--- START ---

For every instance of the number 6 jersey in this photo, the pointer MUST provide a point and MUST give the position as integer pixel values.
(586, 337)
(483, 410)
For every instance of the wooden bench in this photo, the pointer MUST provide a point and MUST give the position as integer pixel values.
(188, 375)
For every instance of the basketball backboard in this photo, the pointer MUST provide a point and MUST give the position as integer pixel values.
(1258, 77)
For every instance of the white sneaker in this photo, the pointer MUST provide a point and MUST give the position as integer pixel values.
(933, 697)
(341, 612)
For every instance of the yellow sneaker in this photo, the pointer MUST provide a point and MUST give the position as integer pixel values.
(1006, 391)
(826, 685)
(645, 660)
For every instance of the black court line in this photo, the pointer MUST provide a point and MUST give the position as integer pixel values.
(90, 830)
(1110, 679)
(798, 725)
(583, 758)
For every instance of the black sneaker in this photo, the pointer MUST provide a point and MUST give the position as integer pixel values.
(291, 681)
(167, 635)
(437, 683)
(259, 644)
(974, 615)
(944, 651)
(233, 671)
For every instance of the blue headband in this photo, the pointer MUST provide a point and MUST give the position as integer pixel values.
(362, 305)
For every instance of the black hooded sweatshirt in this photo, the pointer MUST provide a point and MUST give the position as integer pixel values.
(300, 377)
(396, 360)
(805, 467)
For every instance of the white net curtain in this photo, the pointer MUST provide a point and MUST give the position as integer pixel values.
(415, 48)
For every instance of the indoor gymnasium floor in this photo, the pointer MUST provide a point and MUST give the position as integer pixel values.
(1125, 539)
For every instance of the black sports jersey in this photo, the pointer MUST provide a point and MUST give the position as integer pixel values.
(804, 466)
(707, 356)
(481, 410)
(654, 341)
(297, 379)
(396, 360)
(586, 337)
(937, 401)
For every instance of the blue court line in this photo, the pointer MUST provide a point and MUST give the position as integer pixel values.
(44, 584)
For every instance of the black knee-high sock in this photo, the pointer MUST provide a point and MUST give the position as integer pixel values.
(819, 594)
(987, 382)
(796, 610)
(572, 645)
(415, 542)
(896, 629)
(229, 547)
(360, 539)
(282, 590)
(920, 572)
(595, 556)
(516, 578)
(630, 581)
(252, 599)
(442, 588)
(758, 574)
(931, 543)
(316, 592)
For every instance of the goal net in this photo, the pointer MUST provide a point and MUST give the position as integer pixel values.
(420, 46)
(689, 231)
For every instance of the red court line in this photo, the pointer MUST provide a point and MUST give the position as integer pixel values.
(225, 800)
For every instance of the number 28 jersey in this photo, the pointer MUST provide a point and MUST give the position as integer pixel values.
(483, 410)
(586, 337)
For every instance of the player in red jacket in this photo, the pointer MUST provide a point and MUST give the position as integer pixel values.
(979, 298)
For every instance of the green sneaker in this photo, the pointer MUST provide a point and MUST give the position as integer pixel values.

--- END ---
--- START ---

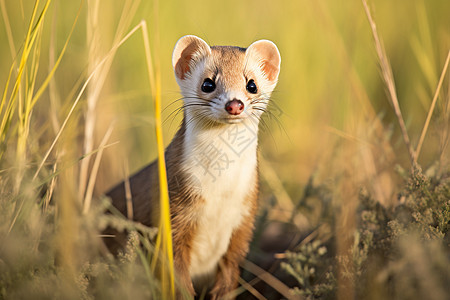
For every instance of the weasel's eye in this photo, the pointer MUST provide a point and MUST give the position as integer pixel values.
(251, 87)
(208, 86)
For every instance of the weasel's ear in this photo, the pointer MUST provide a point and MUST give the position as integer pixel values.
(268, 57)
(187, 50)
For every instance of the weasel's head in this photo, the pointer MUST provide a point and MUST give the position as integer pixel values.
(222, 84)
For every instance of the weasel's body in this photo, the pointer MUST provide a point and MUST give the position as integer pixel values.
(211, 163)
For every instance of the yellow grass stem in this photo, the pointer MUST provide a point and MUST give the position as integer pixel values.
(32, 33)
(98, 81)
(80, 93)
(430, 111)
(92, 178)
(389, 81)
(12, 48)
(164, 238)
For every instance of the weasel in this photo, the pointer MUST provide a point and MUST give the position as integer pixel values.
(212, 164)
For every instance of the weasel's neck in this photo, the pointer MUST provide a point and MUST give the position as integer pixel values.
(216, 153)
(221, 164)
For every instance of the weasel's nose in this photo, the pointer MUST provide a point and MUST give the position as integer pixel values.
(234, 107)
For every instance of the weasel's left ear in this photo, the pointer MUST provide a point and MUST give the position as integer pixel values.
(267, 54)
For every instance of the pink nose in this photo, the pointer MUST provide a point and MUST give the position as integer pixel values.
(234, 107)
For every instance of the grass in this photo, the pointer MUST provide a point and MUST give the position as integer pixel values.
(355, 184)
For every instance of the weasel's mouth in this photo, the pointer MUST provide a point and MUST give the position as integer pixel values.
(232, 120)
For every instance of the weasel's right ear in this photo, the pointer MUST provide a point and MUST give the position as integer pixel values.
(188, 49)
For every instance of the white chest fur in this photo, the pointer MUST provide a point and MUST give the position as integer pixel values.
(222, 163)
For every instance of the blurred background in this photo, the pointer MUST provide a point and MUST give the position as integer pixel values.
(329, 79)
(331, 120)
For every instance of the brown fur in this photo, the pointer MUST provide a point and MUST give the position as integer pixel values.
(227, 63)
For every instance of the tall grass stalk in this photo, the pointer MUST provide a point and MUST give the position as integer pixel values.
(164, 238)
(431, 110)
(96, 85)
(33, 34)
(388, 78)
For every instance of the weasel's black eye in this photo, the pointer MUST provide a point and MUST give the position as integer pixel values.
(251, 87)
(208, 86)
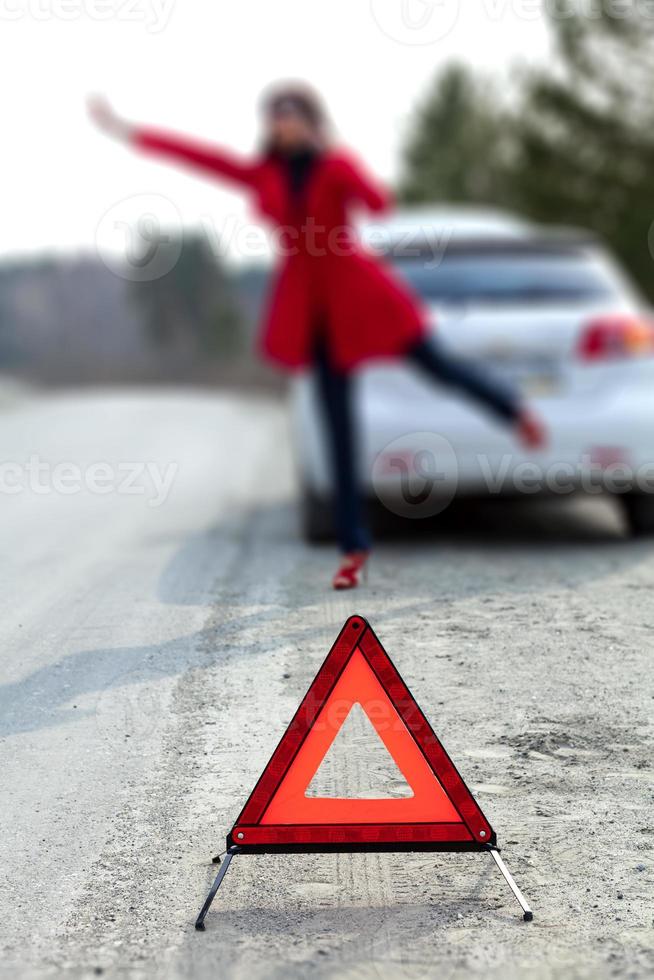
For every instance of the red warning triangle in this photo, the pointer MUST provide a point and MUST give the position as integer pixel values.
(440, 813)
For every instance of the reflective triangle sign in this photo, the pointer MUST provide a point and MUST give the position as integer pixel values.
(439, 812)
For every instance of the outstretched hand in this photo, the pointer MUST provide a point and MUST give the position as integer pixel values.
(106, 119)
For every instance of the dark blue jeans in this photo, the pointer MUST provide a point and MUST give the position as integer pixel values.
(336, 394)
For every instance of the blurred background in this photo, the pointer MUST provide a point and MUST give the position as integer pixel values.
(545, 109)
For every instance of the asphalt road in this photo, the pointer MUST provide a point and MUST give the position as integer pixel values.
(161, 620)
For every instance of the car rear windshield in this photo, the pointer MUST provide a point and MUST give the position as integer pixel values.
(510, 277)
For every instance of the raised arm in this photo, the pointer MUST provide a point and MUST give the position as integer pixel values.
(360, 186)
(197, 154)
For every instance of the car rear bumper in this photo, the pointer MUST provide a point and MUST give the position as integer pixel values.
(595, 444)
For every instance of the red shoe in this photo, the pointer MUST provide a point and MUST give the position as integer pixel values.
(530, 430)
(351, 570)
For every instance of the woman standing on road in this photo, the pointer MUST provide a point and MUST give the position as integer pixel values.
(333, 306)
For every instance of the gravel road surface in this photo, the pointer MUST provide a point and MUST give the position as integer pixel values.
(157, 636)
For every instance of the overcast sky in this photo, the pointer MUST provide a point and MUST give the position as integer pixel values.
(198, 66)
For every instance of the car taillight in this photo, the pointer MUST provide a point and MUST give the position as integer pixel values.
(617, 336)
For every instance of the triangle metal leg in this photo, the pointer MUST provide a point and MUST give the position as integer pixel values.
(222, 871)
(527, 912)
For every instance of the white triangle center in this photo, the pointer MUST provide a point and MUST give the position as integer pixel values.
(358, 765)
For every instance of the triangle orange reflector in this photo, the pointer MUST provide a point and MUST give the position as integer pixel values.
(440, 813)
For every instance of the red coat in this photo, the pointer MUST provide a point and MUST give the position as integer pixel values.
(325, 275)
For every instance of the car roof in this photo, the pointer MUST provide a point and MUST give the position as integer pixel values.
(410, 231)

--- END ---
--- START ---

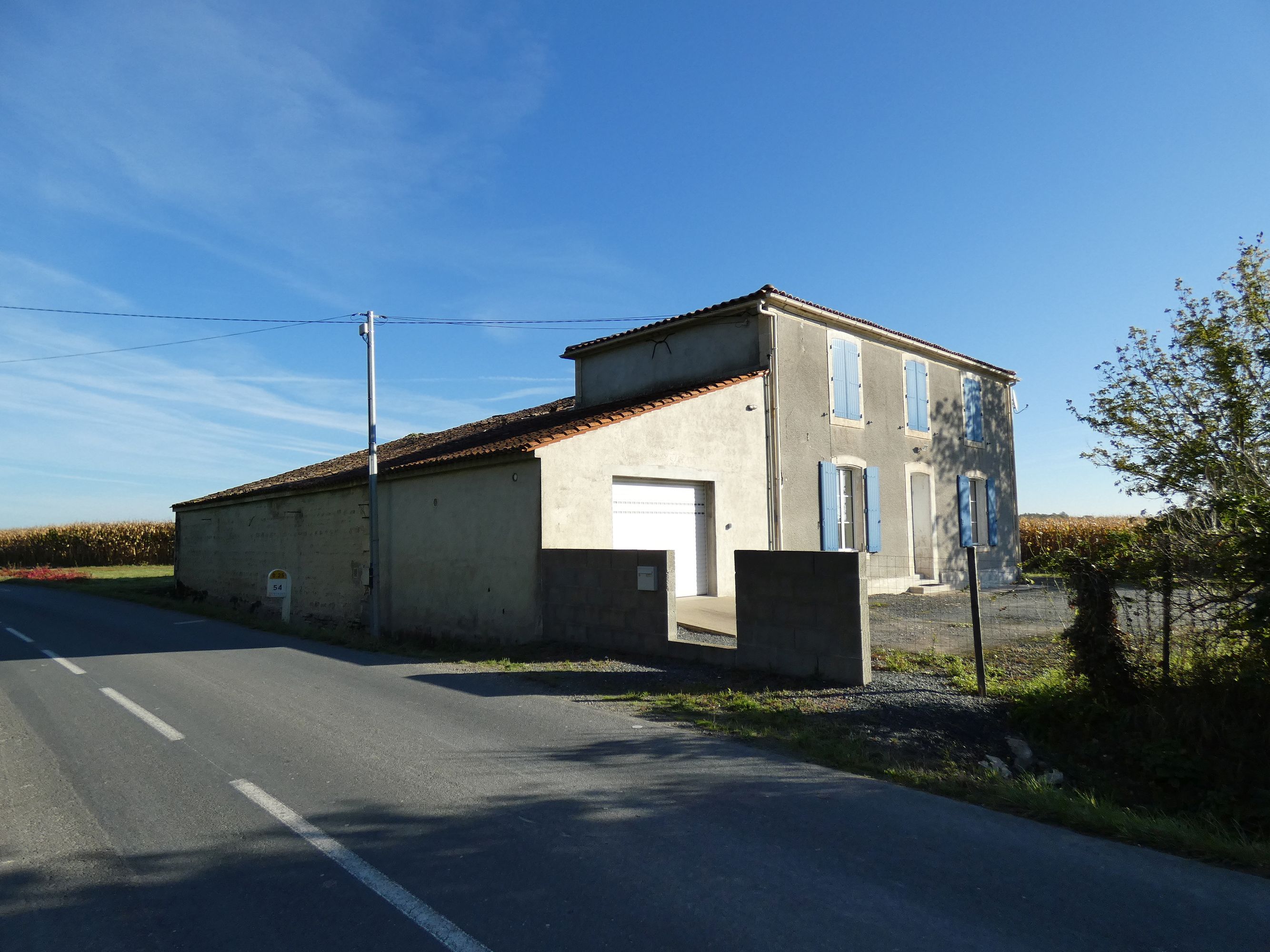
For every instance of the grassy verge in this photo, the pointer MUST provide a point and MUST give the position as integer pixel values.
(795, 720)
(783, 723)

--- END ---

Above are records; repeat only the lines starting at the line with "For every instance of the player" and ending at the line with "For every instance of the green", exactly as they appear, both included.

__RESULT OF THIS TASK__
For every instance of the player in red jacket in this photo, the pointer MUST provide a point and MUST give the position as integer pixel values.
(979, 298)
For every instance of the green sneaker in this photo, the pointer MUST provide a point and MUST give the position as integer pixel values.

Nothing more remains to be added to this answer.